The problem =
Revise the lines starting with the line containing "Guideline: the keypoint for each instance of the chimney" and running through the final line, changing every "keypoint" to "reference point" and leaving all else unchanged. Give back only those lines.

(Location identification lines)

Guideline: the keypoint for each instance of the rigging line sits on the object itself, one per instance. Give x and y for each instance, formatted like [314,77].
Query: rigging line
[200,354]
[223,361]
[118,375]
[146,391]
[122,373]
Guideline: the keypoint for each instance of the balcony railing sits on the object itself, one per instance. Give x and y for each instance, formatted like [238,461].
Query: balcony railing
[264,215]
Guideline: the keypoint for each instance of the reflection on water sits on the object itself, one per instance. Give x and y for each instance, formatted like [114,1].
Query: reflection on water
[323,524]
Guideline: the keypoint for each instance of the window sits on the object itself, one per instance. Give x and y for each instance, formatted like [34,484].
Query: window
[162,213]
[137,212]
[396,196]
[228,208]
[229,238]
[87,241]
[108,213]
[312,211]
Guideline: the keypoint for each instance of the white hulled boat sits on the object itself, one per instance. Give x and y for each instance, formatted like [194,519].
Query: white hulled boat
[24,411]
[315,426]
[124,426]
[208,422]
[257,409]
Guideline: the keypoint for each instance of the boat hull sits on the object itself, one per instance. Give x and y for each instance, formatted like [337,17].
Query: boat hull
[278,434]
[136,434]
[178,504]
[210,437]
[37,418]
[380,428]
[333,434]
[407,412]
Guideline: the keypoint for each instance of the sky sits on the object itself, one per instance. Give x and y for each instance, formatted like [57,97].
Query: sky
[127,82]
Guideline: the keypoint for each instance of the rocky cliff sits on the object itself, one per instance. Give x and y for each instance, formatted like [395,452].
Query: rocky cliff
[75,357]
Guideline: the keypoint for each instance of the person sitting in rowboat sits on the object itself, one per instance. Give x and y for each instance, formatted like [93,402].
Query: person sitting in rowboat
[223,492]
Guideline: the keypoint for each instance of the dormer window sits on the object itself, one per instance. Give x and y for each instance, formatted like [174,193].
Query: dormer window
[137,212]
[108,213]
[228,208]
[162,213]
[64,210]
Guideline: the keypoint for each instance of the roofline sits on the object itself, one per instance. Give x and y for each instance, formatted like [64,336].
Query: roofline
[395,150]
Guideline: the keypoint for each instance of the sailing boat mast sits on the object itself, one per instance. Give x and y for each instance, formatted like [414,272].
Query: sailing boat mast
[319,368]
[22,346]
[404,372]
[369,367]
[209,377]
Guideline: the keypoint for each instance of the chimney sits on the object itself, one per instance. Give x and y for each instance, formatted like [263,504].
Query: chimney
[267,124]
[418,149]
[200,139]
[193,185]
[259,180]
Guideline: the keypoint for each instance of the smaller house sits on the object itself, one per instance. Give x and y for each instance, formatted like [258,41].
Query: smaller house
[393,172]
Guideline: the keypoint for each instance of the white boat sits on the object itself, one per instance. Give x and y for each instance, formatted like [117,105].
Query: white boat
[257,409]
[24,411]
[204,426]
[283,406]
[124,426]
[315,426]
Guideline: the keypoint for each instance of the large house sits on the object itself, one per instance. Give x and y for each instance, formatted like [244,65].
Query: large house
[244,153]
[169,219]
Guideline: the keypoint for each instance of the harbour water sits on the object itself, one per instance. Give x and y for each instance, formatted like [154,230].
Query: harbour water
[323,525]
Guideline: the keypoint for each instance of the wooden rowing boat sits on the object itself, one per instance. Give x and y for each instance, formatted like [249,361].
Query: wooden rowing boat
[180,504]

Written solution =
Guideline: the reference point for each instance of the chimney sits on the object itself, one per instance. Give x and y for each instance, formatted like [263,504].
Query: chimney
[267,124]
[418,149]
[200,139]
[193,185]
[259,180]
Guideline: the reference point for each instance of the smaller house sits on the object itself, one per instance. Give x and y for each instance, formatted like [258,41].
Query: smaller house
[393,172]
Guideline: the reference point for each instance of the white boat sits on the object itself, one per instance. Give x and y for each instance, formatted like [117,105].
Query: white boat
[257,409]
[24,411]
[204,426]
[283,406]
[124,426]
[315,426]
Guideline: the reference point for each instance of the large house sits on the object itself, one per instance. Give x and y for each instance, formatted like [244,65].
Query: large house
[244,153]
[169,219]
Guideline: the reference point for each instance of the harbour water sits on the object itself, one per instance. Give x and y for each instance, formatted like [154,230].
Query: harbour water
[323,525]
Guideline: the reference point for each instance of the wooden rowing boat sits on the object itself, one per instance. Give x and y for each instance, formatted like [249,361].
Query: wooden rowing boat
[180,504]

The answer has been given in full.